Set task: Reproduce the listing verbatim.

** start **

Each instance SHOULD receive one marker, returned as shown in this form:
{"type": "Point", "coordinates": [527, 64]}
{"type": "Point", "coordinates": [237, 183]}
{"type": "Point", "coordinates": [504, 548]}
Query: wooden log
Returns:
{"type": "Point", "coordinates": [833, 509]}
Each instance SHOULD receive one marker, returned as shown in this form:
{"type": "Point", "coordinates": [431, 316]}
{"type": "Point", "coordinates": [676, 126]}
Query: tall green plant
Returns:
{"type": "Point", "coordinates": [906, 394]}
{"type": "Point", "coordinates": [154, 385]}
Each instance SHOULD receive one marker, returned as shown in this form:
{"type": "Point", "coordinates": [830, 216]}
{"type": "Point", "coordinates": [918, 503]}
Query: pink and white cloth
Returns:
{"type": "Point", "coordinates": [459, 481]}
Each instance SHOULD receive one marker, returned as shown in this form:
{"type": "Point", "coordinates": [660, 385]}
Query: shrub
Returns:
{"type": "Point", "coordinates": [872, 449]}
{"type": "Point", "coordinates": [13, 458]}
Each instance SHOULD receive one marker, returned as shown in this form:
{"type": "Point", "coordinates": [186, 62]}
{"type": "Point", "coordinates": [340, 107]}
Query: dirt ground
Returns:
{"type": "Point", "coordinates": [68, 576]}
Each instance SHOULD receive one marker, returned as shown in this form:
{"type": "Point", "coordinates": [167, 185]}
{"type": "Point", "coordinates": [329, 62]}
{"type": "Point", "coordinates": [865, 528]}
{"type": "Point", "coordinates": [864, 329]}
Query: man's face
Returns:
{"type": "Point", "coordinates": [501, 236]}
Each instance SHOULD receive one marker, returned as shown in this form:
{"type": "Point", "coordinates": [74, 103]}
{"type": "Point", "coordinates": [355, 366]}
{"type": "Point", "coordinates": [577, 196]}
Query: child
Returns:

** end **

Result for this exercise:
Each instance SHOULD receive one marker, returned as shown in this form:
{"type": "Point", "coordinates": [527, 64]}
{"type": "Point", "coordinates": [237, 183]}
{"type": "Point", "coordinates": [504, 548]}
Query: wooden log
Returns:
{"type": "Point", "coordinates": [833, 509]}
Each instance SHOULD receive one marker, returned as shown in this form:
{"type": "Point", "coordinates": [431, 316]}
{"type": "Point", "coordinates": [676, 126]}
Query: tall green plant
Returns:
{"type": "Point", "coordinates": [906, 394]}
{"type": "Point", "coordinates": [154, 385]}
Each instance SHOULD receive one marker, returned as shown in this form:
{"type": "Point", "coordinates": [830, 216]}
{"type": "Point", "coordinates": [918, 503]}
Query: pink and white cloth
Returns:
{"type": "Point", "coordinates": [459, 481]}
Each instance SHOULD receive one marker, returned as shown in this form:
{"type": "Point", "coordinates": [660, 385]}
Query: shrub
Returns:
{"type": "Point", "coordinates": [872, 449]}
{"type": "Point", "coordinates": [13, 458]}
Each instance SHOULD receive one marker, returned as shown in this form:
{"type": "Point", "coordinates": [186, 62]}
{"type": "Point", "coordinates": [340, 107]}
Query: dirt ground
Returns:
{"type": "Point", "coordinates": [68, 576]}
Each instance SHOULD receive one marker, returned as shown in this form:
{"type": "Point", "coordinates": [167, 185]}
{"type": "Point", "coordinates": [329, 62]}
{"type": "Point", "coordinates": [865, 528]}
{"type": "Point", "coordinates": [864, 329]}
Query: man's face
Returns:
{"type": "Point", "coordinates": [501, 236]}
Each instance SHOULD receive one marker, returned as shown in this form:
{"type": "Point", "coordinates": [74, 103]}
{"type": "Point", "coordinates": [355, 366]}
{"type": "Point", "coordinates": [577, 196]}
Query: child
Returns:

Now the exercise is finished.